• _THE REQUEST_
Pull out every line of the data below that contains the word "jacket" and copy each one.

• _DATA FOR THIS TASK_
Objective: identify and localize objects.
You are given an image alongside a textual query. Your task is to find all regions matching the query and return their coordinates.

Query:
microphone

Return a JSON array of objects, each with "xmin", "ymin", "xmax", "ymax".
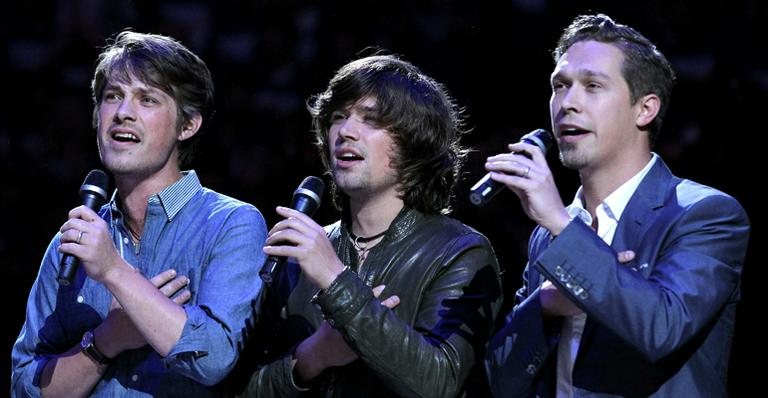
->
[
  {"xmin": 259, "ymin": 176, "xmax": 325, "ymax": 285},
  {"xmin": 469, "ymin": 129, "xmax": 555, "ymax": 207},
  {"xmin": 57, "ymin": 169, "xmax": 109, "ymax": 286}
]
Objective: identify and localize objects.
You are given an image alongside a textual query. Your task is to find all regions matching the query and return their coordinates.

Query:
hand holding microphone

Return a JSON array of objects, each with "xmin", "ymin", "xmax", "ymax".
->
[
  {"xmin": 259, "ymin": 176, "xmax": 325, "ymax": 284},
  {"xmin": 469, "ymin": 129, "xmax": 555, "ymax": 207},
  {"xmin": 57, "ymin": 169, "xmax": 109, "ymax": 286}
]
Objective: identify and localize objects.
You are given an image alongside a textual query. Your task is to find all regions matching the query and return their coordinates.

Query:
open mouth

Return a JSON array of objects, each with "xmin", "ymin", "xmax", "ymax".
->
[
  {"xmin": 560, "ymin": 127, "xmax": 589, "ymax": 137},
  {"xmin": 112, "ymin": 132, "xmax": 141, "ymax": 142}
]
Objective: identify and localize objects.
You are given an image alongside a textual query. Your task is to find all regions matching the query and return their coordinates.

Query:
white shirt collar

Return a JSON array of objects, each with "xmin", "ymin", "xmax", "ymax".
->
[{"xmin": 566, "ymin": 152, "xmax": 659, "ymax": 225}]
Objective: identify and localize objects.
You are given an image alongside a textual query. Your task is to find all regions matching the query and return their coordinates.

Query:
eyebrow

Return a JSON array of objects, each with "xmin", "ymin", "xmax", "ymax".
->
[{"xmin": 550, "ymin": 68, "xmax": 611, "ymax": 81}]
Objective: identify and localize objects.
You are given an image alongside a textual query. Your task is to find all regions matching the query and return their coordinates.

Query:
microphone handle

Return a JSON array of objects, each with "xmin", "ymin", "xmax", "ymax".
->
[
  {"xmin": 57, "ymin": 254, "xmax": 80, "ymax": 286},
  {"xmin": 259, "ymin": 256, "xmax": 285, "ymax": 285},
  {"xmin": 56, "ymin": 191, "xmax": 104, "ymax": 286}
]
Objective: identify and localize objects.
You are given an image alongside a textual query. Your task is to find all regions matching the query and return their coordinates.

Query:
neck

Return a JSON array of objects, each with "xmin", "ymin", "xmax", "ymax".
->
[
  {"xmin": 349, "ymin": 191, "xmax": 403, "ymax": 237},
  {"xmin": 115, "ymin": 170, "xmax": 182, "ymax": 236}
]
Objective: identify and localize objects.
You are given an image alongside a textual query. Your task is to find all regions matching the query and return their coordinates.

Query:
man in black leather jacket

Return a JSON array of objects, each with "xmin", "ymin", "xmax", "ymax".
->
[{"xmin": 228, "ymin": 55, "xmax": 501, "ymax": 397}]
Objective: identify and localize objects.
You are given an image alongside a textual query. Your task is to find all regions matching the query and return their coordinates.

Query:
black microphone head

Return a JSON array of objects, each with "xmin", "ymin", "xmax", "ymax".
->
[
  {"xmin": 291, "ymin": 176, "xmax": 325, "ymax": 216},
  {"xmin": 520, "ymin": 129, "xmax": 555, "ymax": 154},
  {"xmin": 469, "ymin": 129, "xmax": 555, "ymax": 206},
  {"xmin": 80, "ymin": 169, "xmax": 109, "ymax": 201}
]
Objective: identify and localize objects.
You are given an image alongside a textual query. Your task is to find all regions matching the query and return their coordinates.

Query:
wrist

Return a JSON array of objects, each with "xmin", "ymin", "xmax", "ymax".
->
[
  {"xmin": 92, "ymin": 322, "xmax": 123, "ymax": 359},
  {"xmin": 80, "ymin": 330, "xmax": 113, "ymax": 366}
]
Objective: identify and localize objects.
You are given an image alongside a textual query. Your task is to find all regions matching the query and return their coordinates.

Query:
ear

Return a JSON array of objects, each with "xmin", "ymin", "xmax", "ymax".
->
[
  {"xmin": 635, "ymin": 94, "xmax": 661, "ymax": 129},
  {"xmin": 179, "ymin": 113, "xmax": 203, "ymax": 141}
]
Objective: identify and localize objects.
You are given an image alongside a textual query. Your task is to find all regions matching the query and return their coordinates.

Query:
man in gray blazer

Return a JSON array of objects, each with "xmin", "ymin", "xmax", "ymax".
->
[{"xmin": 486, "ymin": 15, "xmax": 749, "ymax": 397}]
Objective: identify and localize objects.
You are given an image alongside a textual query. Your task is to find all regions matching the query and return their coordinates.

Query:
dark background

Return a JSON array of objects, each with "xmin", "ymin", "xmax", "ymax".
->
[{"xmin": 0, "ymin": 0, "xmax": 768, "ymax": 396}]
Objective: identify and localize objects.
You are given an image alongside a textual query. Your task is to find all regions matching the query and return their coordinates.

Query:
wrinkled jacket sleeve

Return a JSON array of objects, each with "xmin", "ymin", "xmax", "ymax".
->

• _FULL ANSWER_
man in black leather jacket
wrinkled jacket sleeve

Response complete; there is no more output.